■ **Given records**:
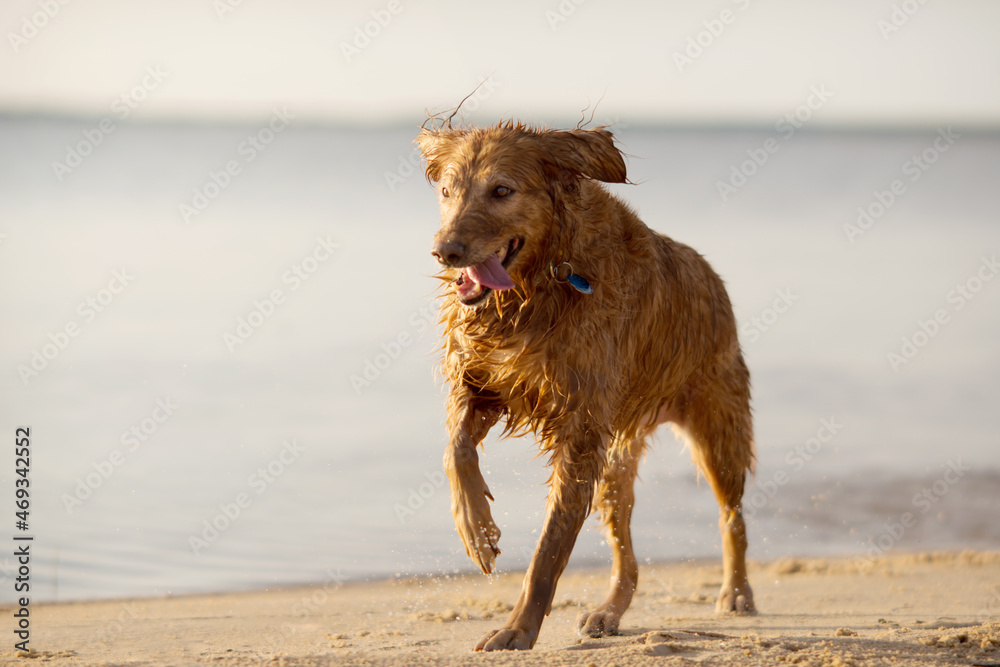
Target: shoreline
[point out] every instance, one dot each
...
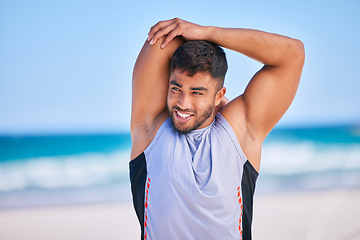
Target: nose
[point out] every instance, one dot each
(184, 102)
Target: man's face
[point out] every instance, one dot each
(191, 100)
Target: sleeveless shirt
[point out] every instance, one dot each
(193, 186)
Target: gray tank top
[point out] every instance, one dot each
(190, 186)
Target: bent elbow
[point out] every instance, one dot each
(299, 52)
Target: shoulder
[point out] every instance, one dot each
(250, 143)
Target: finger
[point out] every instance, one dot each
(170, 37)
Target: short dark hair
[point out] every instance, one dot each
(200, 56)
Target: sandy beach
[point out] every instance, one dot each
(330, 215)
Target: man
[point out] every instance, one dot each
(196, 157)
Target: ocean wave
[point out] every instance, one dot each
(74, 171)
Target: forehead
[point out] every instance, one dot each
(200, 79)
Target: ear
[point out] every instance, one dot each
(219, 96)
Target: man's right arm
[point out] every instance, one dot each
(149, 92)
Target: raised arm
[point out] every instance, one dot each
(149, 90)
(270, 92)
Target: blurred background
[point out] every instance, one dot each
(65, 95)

■ **Brief**:
From the records above, transcribe exactly the run of lines that opens with the line holding "Target: short dark hair" and closes with the line holding "Target: raised arm", both included.

■ **Your response**:
Target: short dark hair
[point out] every instance, one dot each
(200, 56)
Target: sandy beach
[point out] every instance, one dot each
(330, 215)
Target: man
[point out] every instance, one dot each
(196, 157)
Target: ocean wave
[point out] every instance, one dot each
(74, 171)
Target: forehead
[point out] every instance, one dot each
(200, 79)
Target: ear
[point out] every instance, one dot each
(219, 96)
Target: man's right arm
[point out] every instance, one dot each
(149, 92)
Target: raised arm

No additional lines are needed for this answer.